Long Live Weird Al
"Oh, that 'Weird Al' Yankovic," they said. "He's just a novelty, a gimmick, poking fun at the superstars with those silly parody songs of his. He and his accordion will never last!" Yeah, well, they were saying that close to 30 years ago, and now 50-year-old Alfred Matthew Yankovic is having the last laugh, doing a lot better these days than the vast majority of those superstars he's goofed on. Let's take a look at a few:
Song: "Amish Paradise" (1996)
Parody of: Coolio's 1995 hit "Gangsta's Paradise"
Best line: "I'm a man of the land, I'm into discipline / Got a Bible in my hand and a beard on my chin / But if I finish all of my chores and you finish thine / Then tonight we're gonna party like it's 1699!"
What's Coolio up to in 2010: With a couple of dreadlocks left on his nearly bald head, Coolio glommed onto Insane Clown Posse's recent tour in a desperate bid to resuscitate his career via the love of the Juggalos; got an ICP-related tattoo but spelled the word "Jugalo" by mistake, much to the amusement of the Interwebs.
What's "Weird Al" up to in 2010: Recently surpassed the 12 million mark in albums sold, making him the biggest selling comedy recording artist in history.
Song: "I Lost on Jeopardy" (1984)
Parody of: Greg Kihn Band's 1983 hit "Jeopardy"
Best line: "Don't know what I was thinkin' of / I guess I just wasn't too bright / Well I sure hope I do better / Next weekend on The Price Is Right-ight-ight."
What's Greg Kihn up to in 2010: Plays the same damn Zeppelin and Skynyrd songs you've heard a million times and engages in "wacky antics" as co-host of a Morning Zoo-type show on a California classic rock radio station, where he works alongside someone named "Sloppy Joe."
What's "Weird Al" up to in 2010: Personally invited to perform at England's so-cool-it-hurts All Tomorrow's Parties Nightmare Before Christmas festival by this year's curators, Canadian post-rock luminaries Godspeed You! Black Emperor.
Song: "Smells Like Nirvana" (1992)
Parody of: Nirvana's 1991 hit "Smells Like Teen Spirit"
Best line: "It's unintelligible / I just can't get it through my skull / It's hard to bargle nawdle zouss / With all these marbles in my mouth."
What's Nirvana up to in 2010: Kurt Cobain is dead as a Gulf of Mexico sea turtle.
What's "Weird Al" up to in 2010: Inked a lucrative deal with HarperCollins, which next spring will publish When I Grow Up — the first in a line of children's books he plans to author in the coming years.
Song: "I Want a New Duck" (1985)
Parody of: Huey Lewis & the News' 1984 hit "I Want a New Drug"
Best line: "I want a new duck / Not a quail or an owl / One that won't molt too much / One that won't smell too fowl."
What's Huey Lewis up to in 2010: Appeared in a Jimmy Kimmel bit singing an intentionally sad-sack (and so true to his washed-up reality) solo rendition of "We Are the World."
What's "Weird Al" up to in 2010: Putting the finishing touches on his 13th studio album (not bad for a parodist!); his 12th album, 2006's Straight Outta Lynwood, was the most successful LP of his career thus far.
Song: "Like a Surgeon" (1985)
Parody of: Madonna's 1984 hit "Like a Virgin"
Best line: "It's a fact, I'm a quack / The disgrace of the A.M.A. / 'Cause my patients die, yeah, my patients die / Before they can pay."
What's Madonna up to in 2010: Utterly usurped by Lady Gaga to the point where many kids under the age of 14 have no clue who she is; currently in Paris directing a biopic about Edward VIII and Wallis Simpson that, given her cinematic track record, is almost guaranteed to be a flop.
What's "Weird Al" up to in 2010: Fooled everyone with a hysterical-but-fake Weird: The Al Yankovic Story movie trailer — featuring himself, Patton Oswalt as Dr. Demento, and others — that became an online sensation, and made plenty of people (including myself) salivate at the prospect of a real Yankovic dramatic biopic, à la 8 Mile or Walk the Line.

● **Dataset**:
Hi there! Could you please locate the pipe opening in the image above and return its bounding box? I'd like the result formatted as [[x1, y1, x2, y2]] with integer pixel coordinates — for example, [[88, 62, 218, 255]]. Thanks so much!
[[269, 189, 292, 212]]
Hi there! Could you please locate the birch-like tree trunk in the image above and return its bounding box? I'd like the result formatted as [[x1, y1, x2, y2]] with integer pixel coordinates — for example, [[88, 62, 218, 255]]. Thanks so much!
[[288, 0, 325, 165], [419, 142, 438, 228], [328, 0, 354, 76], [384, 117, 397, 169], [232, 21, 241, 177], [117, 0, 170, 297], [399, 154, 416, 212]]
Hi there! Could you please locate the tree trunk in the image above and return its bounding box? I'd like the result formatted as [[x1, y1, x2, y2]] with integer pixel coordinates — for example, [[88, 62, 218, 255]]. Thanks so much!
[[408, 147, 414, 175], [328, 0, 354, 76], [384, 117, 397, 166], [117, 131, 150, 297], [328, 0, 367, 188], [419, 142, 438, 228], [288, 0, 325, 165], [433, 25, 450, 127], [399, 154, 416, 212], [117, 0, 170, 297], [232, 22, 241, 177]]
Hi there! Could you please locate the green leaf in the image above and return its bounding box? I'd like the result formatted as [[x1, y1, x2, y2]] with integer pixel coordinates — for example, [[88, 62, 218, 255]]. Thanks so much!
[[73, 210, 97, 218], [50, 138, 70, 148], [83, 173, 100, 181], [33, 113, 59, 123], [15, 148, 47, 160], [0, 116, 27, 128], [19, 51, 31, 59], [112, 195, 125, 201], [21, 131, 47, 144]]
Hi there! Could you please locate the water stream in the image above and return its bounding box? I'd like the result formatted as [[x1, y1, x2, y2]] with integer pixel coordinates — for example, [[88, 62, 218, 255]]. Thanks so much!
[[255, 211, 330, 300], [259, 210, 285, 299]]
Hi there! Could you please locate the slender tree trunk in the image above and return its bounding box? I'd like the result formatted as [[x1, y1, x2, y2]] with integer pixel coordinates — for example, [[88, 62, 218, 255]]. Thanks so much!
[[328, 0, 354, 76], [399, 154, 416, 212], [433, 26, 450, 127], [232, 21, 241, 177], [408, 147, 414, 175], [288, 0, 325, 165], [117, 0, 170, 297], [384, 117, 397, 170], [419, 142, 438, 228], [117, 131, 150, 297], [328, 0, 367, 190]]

● **Exercises to complete**:
1. In the Weird Al article, what is the title of the children's book that HarperCollins will publish next spring?
2. Copy the part of the Weird Al article starting at "What's Madonna up" and ending at "to be a flop.".

● **Results for the exercise**:
1. When I Grow Up

2.
What's Madonna up to in 2010: Utterly usurped by Lady Gaga to the point where many kids under the age of 14 have no clue who she is; currently in Paris directing a biopic about Edward VIII and Wallis Simpson that, given her cinematic track record, is almost guaranteed to be a flop.